• **Information supplied**:
⁂
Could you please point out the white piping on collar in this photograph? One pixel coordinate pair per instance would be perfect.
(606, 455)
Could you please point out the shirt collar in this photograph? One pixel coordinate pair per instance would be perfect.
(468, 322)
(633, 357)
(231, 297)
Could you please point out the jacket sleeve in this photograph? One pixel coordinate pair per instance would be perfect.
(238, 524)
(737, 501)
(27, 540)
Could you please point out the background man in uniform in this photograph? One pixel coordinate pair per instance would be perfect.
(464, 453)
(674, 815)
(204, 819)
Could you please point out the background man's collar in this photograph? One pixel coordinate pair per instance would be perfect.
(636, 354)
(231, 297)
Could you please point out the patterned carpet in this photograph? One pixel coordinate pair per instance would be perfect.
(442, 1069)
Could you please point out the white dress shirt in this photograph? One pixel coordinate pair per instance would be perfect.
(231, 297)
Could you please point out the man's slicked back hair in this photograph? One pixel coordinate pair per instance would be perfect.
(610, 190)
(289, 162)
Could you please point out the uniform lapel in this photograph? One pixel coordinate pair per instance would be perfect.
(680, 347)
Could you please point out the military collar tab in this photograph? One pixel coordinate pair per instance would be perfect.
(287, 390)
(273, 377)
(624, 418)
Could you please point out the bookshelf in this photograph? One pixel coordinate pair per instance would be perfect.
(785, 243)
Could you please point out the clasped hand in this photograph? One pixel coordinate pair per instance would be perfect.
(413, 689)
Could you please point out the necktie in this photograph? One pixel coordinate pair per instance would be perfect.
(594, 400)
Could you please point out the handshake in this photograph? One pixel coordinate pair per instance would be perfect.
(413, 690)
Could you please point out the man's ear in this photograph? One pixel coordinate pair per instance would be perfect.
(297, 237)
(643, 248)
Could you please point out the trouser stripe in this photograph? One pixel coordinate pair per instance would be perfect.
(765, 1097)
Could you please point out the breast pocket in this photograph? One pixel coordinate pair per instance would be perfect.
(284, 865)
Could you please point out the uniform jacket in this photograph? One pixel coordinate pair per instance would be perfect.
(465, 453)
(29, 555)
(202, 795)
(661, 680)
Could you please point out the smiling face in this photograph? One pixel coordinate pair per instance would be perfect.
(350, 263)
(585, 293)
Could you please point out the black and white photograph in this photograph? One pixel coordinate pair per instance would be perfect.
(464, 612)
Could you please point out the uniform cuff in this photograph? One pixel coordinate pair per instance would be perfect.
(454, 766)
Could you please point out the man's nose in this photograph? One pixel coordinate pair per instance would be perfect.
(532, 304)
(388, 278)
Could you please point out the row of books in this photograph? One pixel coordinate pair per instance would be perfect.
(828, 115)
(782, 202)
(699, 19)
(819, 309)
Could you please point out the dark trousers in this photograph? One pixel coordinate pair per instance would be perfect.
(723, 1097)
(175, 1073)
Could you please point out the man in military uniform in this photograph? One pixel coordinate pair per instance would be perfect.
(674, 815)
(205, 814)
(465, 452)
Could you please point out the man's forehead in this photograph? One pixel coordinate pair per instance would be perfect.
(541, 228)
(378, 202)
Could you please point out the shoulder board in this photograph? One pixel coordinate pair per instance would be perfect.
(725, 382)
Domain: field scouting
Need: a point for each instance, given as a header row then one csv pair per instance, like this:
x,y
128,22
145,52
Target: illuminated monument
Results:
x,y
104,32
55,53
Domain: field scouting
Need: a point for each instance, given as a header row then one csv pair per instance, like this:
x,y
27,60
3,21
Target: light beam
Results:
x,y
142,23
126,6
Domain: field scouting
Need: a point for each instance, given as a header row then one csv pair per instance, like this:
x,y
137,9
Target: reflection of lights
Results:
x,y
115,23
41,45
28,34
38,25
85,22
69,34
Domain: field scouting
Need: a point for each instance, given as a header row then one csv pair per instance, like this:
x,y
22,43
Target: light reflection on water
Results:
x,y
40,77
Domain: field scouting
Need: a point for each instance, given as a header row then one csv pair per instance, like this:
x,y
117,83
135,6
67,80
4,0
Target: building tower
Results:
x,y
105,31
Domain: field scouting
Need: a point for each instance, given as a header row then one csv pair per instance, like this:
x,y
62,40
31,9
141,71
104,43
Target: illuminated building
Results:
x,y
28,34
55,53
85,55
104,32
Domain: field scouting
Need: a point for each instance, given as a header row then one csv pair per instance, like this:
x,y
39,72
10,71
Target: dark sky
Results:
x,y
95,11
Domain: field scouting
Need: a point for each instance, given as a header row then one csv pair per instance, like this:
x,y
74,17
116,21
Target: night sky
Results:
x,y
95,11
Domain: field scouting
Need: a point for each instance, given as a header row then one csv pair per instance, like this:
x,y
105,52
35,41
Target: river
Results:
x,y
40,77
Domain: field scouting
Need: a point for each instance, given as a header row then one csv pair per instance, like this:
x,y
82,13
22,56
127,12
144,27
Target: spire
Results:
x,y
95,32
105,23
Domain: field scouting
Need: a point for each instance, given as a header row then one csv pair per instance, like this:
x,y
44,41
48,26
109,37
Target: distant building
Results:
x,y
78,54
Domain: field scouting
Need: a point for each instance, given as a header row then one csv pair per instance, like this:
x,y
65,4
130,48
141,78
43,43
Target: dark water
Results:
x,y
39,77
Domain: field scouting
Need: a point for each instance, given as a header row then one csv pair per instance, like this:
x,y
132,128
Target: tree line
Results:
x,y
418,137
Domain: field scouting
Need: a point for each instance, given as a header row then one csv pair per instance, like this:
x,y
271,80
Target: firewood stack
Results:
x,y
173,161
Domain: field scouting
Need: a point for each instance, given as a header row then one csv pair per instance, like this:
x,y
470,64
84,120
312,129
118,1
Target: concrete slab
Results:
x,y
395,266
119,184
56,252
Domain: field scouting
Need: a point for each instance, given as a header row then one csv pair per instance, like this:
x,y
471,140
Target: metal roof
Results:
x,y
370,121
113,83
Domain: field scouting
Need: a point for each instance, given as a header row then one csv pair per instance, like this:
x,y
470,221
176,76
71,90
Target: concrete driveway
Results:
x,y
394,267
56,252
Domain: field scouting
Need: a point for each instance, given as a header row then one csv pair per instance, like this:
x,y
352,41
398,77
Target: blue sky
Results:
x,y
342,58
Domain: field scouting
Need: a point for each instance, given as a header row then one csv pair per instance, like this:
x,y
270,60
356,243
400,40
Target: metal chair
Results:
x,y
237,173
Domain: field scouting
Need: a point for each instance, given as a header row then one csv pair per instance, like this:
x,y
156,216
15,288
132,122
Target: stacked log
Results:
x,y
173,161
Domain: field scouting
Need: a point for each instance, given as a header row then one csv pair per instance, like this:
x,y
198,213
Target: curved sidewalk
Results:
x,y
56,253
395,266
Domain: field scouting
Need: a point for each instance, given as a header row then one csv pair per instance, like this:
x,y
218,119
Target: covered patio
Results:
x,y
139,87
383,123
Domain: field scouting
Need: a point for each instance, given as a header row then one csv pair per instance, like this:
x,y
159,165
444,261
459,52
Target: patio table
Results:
⁂
• **What the task asks**:
Please show each line in the records above that contains "metal".

• **Your solution**:
Target: metal roof
Target: metal chair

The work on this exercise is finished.